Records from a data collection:
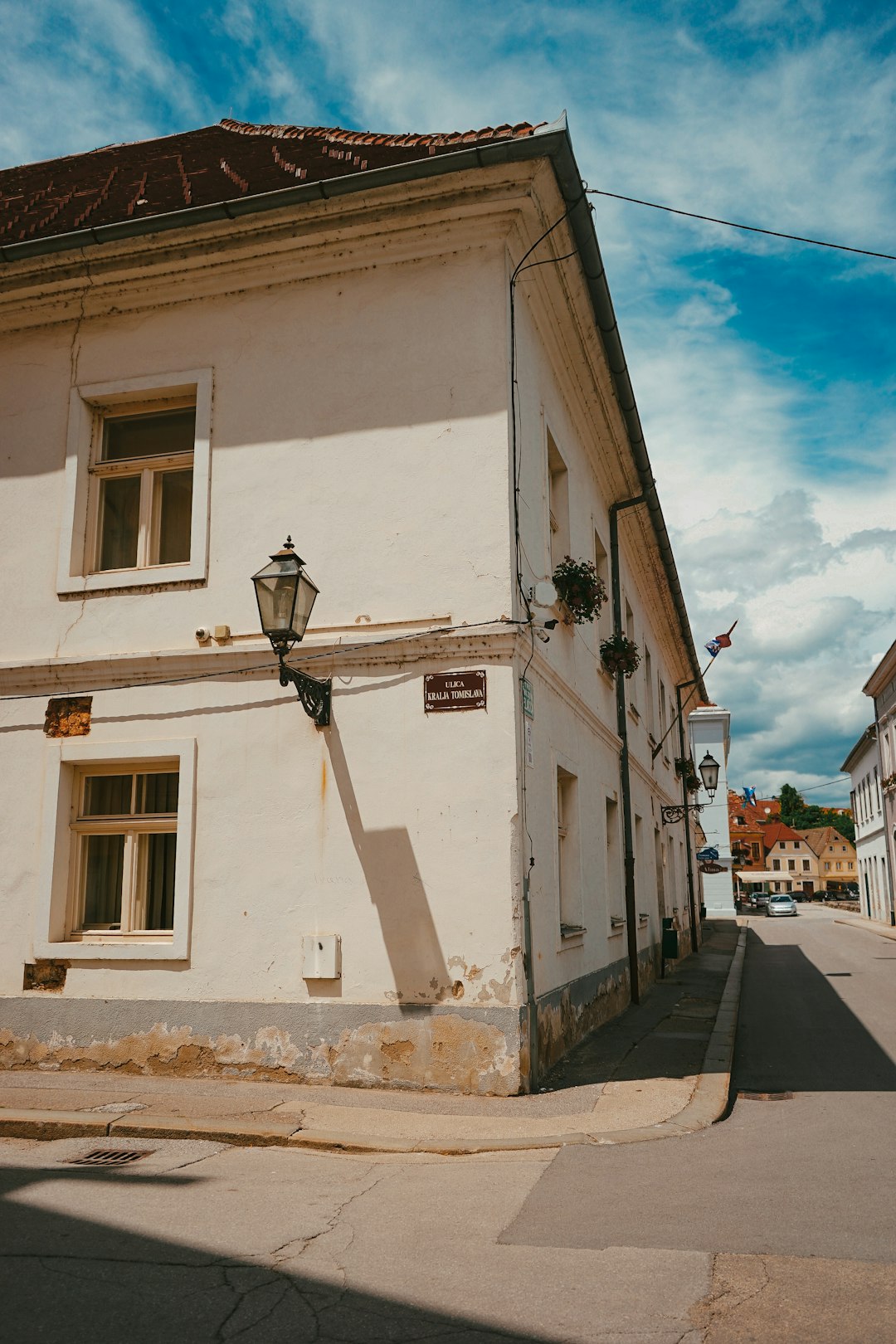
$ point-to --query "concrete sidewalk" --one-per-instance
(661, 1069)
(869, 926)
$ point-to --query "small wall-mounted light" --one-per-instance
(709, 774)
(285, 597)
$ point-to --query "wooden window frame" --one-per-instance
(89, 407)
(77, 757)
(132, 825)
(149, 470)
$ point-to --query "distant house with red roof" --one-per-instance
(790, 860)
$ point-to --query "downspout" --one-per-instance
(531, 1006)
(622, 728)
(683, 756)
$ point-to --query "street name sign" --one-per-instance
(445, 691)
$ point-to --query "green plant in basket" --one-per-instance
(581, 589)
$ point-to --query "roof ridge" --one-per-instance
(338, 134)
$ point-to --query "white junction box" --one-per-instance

> JOB: Please rewrite the records above with "downspout" changed to "drainpipe" and nothing else altered, omitting the pictures.

> WRITTEN SOLUTION:
$ point-to --query "concrete sidewalk" --one-per-instance
(661, 1069)
(869, 926)
$ point-to --query "small wall-mounted light" --one-per-instance
(709, 774)
(285, 597)
$ point-to --query "wooden window frame" --one-per-instance
(89, 407)
(77, 757)
(132, 825)
(149, 470)
$ point-to --query "distant house with red roof" --one-per-instance
(790, 860)
$ point-to --query "drainpipe" --one-per-instance
(531, 1006)
(622, 728)
(683, 756)
$ point-to --query "street name sign" --one-per-instance
(445, 691)
$ point-to --query "green plant in basket" --one-per-instance
(581, 589)
$ point-to --query "roof ridge" --one-per-instance
(338, 134)
$ point-to --query "white junction box" --one-per-instance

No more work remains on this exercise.